- **WHAT TO WORK ON**: Render the items below as a two-column CSV with the headers item_text and item_answer, giving one row per item. Put each item's text and its answer in a single quoted field, with line breaks replaced by spaces.

** BEGIN INPUT ROWS **

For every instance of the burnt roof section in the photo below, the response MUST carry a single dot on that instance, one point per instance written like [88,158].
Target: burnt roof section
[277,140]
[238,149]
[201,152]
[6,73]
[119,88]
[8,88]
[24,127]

** END INPUT ROWS **

- **COMPLETE ANSWER**:
item_text,item_answer
"For every instance of the burnt roof section in the photo below, the response MUST carry a single dot on that instance, one point per instance written like [88,158]. Target: burnt roof section","[277,140] [238,149] [201,152] [6,73] [119,88] [8,88] [24,127]"